## EXERCISE PROMPT
Locate and copy each line in the data that contains the word "marker".

[Natural language region descriptions]
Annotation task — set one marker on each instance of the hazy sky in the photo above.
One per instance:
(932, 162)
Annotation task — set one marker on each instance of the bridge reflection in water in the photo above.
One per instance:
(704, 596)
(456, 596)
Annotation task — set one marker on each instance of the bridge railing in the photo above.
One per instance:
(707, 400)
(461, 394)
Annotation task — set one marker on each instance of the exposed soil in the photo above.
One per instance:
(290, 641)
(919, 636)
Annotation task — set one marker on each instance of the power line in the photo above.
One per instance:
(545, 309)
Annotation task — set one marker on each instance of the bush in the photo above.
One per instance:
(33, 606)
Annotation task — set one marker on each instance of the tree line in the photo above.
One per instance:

## RESPONSE AREA
Annotation task — set one marker on each instance of the hazy sky in the photo above.
Annotation task — set one marker on each instance of the bridge reflection in water in the photo above.
Annotation task — set one marker on each instance of the bridge railing in the photo above.
Annotation task — set one marker on each instance of the exposed soil in the photo above.
Annotation task — set one marker on each instance of the power line in the photo above.
Annotation task — set one marker on each instance of the bush in the photo above.
Annotation task — set one marker on each instance of the tree line in the photo above.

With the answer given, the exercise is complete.